- Task prompt -
For this listing, the lines between the one holding "Target: water reflection" and the one holding "In the photo above, where can the person wearing", inclusive, must be set down exactly.
━━━━━━━━━━
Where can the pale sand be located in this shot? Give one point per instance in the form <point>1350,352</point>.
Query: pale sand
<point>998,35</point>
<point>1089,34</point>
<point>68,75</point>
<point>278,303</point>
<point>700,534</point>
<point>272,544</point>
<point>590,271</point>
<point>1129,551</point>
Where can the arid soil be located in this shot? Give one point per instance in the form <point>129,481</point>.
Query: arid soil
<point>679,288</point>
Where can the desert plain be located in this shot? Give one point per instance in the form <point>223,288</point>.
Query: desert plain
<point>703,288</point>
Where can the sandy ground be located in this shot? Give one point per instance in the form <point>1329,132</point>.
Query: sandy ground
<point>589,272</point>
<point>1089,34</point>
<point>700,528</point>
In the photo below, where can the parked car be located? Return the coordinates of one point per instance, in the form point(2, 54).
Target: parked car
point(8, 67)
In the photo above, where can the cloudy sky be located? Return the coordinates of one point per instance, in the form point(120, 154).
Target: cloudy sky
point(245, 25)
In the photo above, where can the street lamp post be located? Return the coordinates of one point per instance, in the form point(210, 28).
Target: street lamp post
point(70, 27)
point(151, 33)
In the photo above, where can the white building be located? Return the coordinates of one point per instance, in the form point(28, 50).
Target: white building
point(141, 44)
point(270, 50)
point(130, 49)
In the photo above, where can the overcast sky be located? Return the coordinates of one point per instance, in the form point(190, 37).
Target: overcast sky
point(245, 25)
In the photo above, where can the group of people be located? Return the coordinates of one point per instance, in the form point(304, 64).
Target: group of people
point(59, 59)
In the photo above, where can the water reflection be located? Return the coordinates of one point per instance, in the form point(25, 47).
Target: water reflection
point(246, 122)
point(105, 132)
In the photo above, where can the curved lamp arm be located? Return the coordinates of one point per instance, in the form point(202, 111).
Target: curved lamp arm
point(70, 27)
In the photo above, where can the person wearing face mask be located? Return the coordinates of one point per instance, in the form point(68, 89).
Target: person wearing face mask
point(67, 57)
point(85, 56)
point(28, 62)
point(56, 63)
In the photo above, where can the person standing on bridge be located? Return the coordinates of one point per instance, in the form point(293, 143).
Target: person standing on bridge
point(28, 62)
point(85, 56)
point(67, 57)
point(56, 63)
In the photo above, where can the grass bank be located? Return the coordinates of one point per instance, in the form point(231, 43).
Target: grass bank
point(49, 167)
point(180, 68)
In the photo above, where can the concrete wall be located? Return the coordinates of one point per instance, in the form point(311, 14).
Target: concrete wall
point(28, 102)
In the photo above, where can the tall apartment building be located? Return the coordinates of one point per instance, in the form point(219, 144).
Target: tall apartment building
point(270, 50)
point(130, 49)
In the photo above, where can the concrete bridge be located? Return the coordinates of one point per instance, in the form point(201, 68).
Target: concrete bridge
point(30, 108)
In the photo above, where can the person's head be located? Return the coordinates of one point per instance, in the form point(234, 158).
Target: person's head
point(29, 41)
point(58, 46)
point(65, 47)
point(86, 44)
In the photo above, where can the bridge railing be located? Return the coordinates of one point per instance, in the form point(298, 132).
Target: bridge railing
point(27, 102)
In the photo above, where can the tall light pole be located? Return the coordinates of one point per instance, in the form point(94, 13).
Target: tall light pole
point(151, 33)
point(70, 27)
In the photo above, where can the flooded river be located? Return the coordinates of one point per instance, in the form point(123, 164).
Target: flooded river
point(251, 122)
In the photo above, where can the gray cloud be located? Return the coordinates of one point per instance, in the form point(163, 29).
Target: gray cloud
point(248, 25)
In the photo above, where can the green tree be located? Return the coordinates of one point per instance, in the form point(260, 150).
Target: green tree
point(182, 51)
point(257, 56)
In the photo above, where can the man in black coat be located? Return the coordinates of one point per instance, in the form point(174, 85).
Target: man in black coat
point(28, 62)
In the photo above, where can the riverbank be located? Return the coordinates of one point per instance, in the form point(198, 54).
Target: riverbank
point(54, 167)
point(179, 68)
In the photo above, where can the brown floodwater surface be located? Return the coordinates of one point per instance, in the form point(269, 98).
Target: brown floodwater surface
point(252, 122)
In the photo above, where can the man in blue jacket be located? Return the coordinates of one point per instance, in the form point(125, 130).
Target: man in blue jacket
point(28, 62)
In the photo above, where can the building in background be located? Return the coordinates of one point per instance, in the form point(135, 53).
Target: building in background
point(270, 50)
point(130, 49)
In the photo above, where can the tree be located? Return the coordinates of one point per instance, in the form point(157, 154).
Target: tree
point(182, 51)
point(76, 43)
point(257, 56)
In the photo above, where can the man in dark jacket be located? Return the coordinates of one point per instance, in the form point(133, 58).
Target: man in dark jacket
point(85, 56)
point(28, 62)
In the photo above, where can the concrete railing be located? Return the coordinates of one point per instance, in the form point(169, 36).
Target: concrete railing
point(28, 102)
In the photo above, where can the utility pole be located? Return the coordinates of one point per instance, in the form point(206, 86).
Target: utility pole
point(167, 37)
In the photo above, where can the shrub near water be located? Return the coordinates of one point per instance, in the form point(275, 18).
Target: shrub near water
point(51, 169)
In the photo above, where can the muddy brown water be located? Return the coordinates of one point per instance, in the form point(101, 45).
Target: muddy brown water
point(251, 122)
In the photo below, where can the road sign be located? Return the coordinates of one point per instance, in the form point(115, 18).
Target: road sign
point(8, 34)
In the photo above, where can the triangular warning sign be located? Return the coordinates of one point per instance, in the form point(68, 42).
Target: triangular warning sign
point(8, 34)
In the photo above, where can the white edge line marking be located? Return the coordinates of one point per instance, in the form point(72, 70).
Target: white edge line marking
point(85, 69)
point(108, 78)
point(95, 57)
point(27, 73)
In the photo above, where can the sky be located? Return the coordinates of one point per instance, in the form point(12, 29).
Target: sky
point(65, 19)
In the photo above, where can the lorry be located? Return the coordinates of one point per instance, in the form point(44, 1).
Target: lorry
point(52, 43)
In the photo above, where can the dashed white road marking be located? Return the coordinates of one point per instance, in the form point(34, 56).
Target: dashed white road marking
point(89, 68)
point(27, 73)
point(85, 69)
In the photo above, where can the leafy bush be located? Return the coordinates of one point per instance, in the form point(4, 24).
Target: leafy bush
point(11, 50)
━━━━━━━━━━
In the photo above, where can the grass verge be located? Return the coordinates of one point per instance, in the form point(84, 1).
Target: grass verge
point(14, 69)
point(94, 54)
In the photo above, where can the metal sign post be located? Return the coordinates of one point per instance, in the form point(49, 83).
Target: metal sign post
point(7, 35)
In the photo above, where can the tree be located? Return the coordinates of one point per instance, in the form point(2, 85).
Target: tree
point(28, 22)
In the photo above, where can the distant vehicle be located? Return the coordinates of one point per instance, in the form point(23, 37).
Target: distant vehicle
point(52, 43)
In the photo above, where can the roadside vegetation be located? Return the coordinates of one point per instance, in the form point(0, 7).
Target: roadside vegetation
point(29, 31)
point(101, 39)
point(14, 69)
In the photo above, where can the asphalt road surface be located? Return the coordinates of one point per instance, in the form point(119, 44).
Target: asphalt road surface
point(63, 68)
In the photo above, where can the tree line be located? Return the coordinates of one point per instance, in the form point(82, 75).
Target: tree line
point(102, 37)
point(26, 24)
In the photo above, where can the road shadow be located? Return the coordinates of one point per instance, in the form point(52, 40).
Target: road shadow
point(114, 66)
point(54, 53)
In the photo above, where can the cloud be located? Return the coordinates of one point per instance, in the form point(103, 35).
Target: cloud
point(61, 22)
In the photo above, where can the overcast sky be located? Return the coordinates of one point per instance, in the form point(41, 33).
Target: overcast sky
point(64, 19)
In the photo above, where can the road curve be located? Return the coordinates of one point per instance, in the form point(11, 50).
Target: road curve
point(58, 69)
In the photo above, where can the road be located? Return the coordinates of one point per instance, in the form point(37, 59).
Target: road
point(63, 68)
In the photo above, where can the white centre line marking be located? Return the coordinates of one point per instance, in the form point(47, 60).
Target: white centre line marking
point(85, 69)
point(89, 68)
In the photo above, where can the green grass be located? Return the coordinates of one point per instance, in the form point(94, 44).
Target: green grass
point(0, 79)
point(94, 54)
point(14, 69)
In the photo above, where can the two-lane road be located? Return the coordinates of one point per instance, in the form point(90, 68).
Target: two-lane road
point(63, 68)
━━━━━━━━━━
- Answer for this exercise -
Target: water reflection
point(246, 122)
point(105, 132)
In the photo above, where can the curved lamp arm be located? Return the coordinates of one point per instance, in the form point(202, 111).
Target: curved lamp arm
point(70, 27)
In the photo above, where can the person wearing face mask be located? Return the coordinates of one point per instance, in the form point(68, 89).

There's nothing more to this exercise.